Pengorbanan Cinta Sang Sahabat, Karena Keimanan yang Mendalam
KisahPemuda rupawan dan wangi itu kemudian tidak pernah tampak selain dengan pakaian yang paling kasar dan usang. Bahkan satu hari ia makan dan beberapa hari ia menderita lapar. Namun jiwanya yang suci karena keluhuran akidah yang memancarkan cahaya Ilahi telah mengubahnya menjadi manusia yang agung, dihormati, dan penuh wibawa
Penulis Kusmilah
Kontributor Media Kuntum Cahaya dan Aktivis Dakwah
KUNTUMCAHAYA.com-Siapa yang tidak kenal dengan sahabat Rasullah saw. yang satu ini, memiliki nama paling harum dalam sejarah. Ia disebut sebagai duta Islam yang pertama. Ya, beliau adalah Mus'ab bin Umair, seorang pemuda Quraisy yang paling tampan, cemerlang, cerdas, dan penuh dengan semangat jiwa kepemudaan.
Selain itu Mus'ab bin Umair adalah seorang anak dari orangtua yang serba berkecukupan, penuh kemanjaan, biasa hidup dengan kemewahan, dan menjadi buah bibir gadis-gadis Makkah. Bukan hanya itu, ia pun menjadi bintang di Makkah. Setelah masuk Islam, ia tinggalkan semua kemewahan yang dimiliki demi kecintaannya kepada Allah Swt. dan Rasul-Nya.
Namun, tidak semudah yang dibayangkan. Setelah beliau masuk Islam banyak onak duri yang dihadapi Mus'ab bin Umair. Di antaranya termasuk ibunya yang sangat marah setelah mengetahui anaknya masuk Islam. Berbagai pukulan dan penyiksaan yang dialami Mush'ab dari sang ibu. Bukan hanya itu saja, sang ibu pun menyekap Mush'ab di sebuah sudut yang sepi di rumahnya lalu menutupnya rapat-rapat. Mush'ab tertawan dalam ruangan itu sekian lama sampai beberapa orang di antara kaum mukminin hijrah ke Habasyah. Ia tinggal di sana bersama saudara-saudaranya sesama kaum Muhajirin.

◆ ◆ ◆ ◆ ◆ ◆ ◆

▶ **Tugas dan Latihan**
- A) Sesuaikah pernyataan berikut dengan teks tentang Mus'ab bin Umair? (i) Mus'ab bin Umair disebut sebagai duta Islam yang pertama. (ii) Yang menyekap Mus'ab di rumahnya adalah ayahnya. (iii) Mus'ab berasal dari keluarga yang miskin. Jawab ya atau tidak untuk tiap pernyataan, disertai kutipan persis dari teks yang menentukannya.
- B) Hitung jumlah baris data yang memuat kata "fabric". Tuliskan angkanya saja.
Teks di atas dan baris-baris data tidak berhubungan satu sama lain.

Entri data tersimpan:
◆ ◆ ◆ ◆ ◆ ◆ ◆

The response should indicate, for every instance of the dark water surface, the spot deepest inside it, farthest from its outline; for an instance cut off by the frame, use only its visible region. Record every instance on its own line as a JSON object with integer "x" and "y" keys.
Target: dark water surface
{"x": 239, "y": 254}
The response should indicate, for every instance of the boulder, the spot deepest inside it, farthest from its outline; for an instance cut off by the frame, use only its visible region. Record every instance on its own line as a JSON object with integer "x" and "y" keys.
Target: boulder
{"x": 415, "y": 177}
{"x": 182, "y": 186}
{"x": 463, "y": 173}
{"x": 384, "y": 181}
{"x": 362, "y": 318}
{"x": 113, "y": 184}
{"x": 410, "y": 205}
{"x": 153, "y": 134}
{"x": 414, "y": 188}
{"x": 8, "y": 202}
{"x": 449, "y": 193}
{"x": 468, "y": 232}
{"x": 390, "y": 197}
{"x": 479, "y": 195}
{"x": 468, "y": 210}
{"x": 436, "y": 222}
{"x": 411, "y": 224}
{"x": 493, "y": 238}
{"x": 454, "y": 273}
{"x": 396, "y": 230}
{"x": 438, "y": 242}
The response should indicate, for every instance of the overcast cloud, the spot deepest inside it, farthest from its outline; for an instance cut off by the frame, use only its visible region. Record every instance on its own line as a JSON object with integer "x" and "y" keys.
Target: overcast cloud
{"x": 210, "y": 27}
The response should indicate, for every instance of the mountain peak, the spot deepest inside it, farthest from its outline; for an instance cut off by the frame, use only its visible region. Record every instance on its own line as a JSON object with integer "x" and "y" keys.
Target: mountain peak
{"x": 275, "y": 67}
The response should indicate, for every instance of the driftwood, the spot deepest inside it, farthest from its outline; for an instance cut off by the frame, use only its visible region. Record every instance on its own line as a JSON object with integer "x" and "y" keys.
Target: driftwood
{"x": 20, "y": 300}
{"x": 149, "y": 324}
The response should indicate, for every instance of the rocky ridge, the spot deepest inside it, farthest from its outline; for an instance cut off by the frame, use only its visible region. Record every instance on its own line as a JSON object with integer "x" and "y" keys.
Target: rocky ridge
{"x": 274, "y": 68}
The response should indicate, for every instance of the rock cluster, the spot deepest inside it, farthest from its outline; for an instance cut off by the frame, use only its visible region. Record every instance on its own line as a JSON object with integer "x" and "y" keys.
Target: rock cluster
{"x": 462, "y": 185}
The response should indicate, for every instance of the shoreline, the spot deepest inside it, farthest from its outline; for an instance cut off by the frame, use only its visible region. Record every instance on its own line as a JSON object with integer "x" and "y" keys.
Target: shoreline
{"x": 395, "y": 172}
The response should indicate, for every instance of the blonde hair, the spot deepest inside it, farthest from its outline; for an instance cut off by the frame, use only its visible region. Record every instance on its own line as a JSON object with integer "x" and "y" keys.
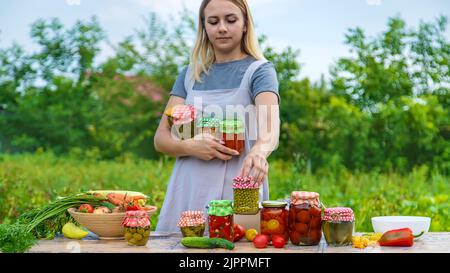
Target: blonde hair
{"x": 203, "y": 54}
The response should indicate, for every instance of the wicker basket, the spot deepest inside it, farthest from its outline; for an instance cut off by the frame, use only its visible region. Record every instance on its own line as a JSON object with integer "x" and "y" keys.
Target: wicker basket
{"x": 106, "y": 226}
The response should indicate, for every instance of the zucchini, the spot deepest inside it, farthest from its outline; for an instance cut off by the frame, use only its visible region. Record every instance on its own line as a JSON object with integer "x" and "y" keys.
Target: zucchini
{"x": 205, "y": 242}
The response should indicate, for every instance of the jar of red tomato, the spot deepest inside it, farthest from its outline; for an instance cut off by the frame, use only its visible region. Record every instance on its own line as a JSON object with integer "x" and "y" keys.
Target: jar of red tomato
{"x": 208, "y": 125}
{"x": 233, "y": 134}
{"x": 181, "y": 119}
{"x": 305, "y": 218}
{"x": 220, "y": 218}
{"x": 274, "y": 219}
{"x": 245, "y": 195}
{"x": 192, "y": 223}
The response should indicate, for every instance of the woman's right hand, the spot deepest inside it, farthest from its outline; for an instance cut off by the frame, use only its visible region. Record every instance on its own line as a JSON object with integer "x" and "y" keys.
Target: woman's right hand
{"x": 208, "y": 147}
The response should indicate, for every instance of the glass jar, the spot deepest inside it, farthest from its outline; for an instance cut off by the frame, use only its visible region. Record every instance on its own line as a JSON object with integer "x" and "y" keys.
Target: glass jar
{"x": 137, "y": 227}
{"x": 182, "y": 120}
{"x": 192, "y": 223}
{"x": 233, "y": 134}
{"x": 220, "y": 218}
{"x": 274, "y": 219}
{"x": 305, "y": 218}
{"x": 245, "y": 195}
{"x": 338, "y": 225}
{"x": 207, "y": 125}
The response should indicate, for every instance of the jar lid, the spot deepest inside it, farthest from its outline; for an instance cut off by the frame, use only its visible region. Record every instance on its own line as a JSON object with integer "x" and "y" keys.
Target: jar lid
{"x": 338, "y": 214}
{"x": 220, "y": 207}
{"x": 301, "y": 197}
{"x": 208, "y": 122}
{"x": 182, "y": 114}
{"x": 247, "y": 182}
{"x": 191, "y": 218}
{"x": 136, "y": 218}
{"x": 232, "y": 126}
{"x": 274, "y": 204}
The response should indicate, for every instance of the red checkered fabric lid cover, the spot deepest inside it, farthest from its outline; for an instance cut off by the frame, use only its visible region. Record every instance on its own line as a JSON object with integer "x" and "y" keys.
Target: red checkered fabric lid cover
{"x": 247, "y": 182}
{"x": 340, "y": 214}
{"x": 182, "y": 114}
{"x": 136, "y": 218}
{"x": 305, "y": 197}
{"x": 191, "y": 218}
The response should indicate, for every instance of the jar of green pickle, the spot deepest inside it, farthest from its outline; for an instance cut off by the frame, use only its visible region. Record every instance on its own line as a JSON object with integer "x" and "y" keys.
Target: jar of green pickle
{"x": 338, "y": 225}
{"x": 137, "y": 227}
{"x": 192, "y": 223}
{"x": 208, "y": 125}
{"x": 246, "y": 195}
{"x": 181, "y": 119}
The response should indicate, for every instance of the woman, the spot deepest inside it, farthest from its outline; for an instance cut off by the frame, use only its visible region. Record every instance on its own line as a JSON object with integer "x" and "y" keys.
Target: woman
{"x": 227, "y": 69}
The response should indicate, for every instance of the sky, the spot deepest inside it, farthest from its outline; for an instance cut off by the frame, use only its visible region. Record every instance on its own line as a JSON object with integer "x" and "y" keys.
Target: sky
{"x": 315, "y": 27}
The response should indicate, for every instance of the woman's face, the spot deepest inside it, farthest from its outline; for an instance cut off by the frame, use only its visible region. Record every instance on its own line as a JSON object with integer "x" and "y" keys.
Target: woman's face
{"x": 224, "y": 24}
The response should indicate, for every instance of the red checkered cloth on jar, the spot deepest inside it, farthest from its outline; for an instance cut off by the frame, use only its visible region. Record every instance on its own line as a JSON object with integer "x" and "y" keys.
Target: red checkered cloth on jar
{"x": 191, "y": 218}
{"x": 340, "y": 214}
{"x": 136, "y": 218}
{"x": 247, "y": 182}
{"x": 305, "y": 197}
{"x": 183, "y": 114}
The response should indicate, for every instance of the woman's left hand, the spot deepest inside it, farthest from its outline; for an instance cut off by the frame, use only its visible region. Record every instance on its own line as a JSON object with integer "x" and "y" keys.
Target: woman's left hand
{"x": 255, "y": 165}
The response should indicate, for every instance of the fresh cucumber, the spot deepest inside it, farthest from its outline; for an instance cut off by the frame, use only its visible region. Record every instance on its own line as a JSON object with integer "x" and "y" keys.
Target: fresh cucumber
{"x": 205, "y": 242}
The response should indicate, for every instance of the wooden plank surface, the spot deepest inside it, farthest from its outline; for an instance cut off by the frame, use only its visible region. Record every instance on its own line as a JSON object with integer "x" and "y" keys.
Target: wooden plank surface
{"x": 436, "y": 242}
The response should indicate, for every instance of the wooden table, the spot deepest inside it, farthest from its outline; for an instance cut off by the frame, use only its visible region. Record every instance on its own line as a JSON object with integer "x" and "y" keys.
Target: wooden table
{"x": 435, "y": 242}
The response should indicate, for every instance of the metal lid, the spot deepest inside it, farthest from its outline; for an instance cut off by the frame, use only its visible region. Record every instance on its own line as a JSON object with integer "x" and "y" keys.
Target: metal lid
{"x": 274, "y": 204}
{"x": 338, "y": 214}
{"x": 208, "y": 122}
{"x": 232, "y": 126}
{"x": 220, "y": 207}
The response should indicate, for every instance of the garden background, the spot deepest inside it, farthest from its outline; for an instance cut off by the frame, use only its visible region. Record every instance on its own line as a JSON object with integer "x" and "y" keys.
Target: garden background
{"x": 374, "y": 134}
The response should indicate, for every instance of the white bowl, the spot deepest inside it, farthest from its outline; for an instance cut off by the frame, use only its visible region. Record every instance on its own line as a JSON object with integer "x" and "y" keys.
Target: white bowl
{"x": 417, "y": 224}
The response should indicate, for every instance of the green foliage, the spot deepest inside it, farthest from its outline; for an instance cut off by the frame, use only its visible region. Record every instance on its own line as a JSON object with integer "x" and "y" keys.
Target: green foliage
{"x": 31, "y": 181}
{"x": 386, "y": 107}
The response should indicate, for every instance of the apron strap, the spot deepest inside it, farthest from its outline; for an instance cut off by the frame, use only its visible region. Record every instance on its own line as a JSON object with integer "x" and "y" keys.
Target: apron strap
{"x": 246, "y": 80}
{"x": 189, "y": 80}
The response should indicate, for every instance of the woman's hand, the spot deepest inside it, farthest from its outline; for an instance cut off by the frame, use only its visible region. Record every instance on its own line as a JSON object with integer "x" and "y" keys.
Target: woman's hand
{"x": 208, "y": 147}
{"x": 255, "y": 165}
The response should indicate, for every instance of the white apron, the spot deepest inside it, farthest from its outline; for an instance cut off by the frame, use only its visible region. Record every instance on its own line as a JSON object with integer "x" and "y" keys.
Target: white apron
{"x": 195, "y": 182}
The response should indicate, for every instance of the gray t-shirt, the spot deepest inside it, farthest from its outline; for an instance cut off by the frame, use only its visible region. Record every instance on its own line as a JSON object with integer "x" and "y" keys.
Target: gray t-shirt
{"x": 229, "y": 75}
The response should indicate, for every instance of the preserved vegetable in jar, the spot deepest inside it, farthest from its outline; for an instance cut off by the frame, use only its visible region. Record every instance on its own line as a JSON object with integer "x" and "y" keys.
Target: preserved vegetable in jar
{"x": 305, "y": 218}
{"x": 181, "y": 119}
{"x": 192, "y": 223}
{"x": 338, "y": 225}
{"x": 233, "y": 134}
{"x": 137, "y": 227}
{"x": 274, "y": 219}
{"x": 208, "y": 125}
{"x": 220, "y": 218}
{"x": 245, "y": 195}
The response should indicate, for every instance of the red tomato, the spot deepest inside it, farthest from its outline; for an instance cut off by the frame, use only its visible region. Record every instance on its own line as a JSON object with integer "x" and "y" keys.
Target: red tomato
{"x": 239, "y": 232}
{"x": 315, "y": 235}
{"x": 303, "y": 216}
{"x": 295, "y": 237}
{"x": 301, "y": 227}
{"x": 278, "y": 241}
{"x": 86, "y": 208}
{"x": 261, "y": 241}
{"x": 315, "y": 211}
{"x": 316, "y": 222}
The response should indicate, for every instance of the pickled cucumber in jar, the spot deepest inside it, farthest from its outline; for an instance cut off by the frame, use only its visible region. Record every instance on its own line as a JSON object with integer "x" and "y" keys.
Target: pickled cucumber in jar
{"x": 192, "y": 223}
{"x": 246, "y": 195}
{"x": 137, "y": 227}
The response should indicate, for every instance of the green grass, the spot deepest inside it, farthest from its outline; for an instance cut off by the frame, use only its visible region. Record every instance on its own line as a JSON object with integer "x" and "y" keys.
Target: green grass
{"x": 28, "y": 181}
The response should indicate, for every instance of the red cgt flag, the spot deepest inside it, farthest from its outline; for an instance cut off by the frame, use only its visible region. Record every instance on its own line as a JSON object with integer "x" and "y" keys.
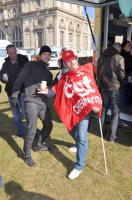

◆ ◆ ◆ ◆ ◆ ◆ ◆

▶ **Jawaban Tertulis**
- A)
(i) Ya: "Ia disebut sebagai duta Islam yang pertama."
(ii) Tidak: "sang ibu pun menyekap Mush'ab di sebuah sudut yang sepi di rumahnya"
(iii) Tidak: "seorang anak dari orangtua yang serba berkecukupan"

- B) 2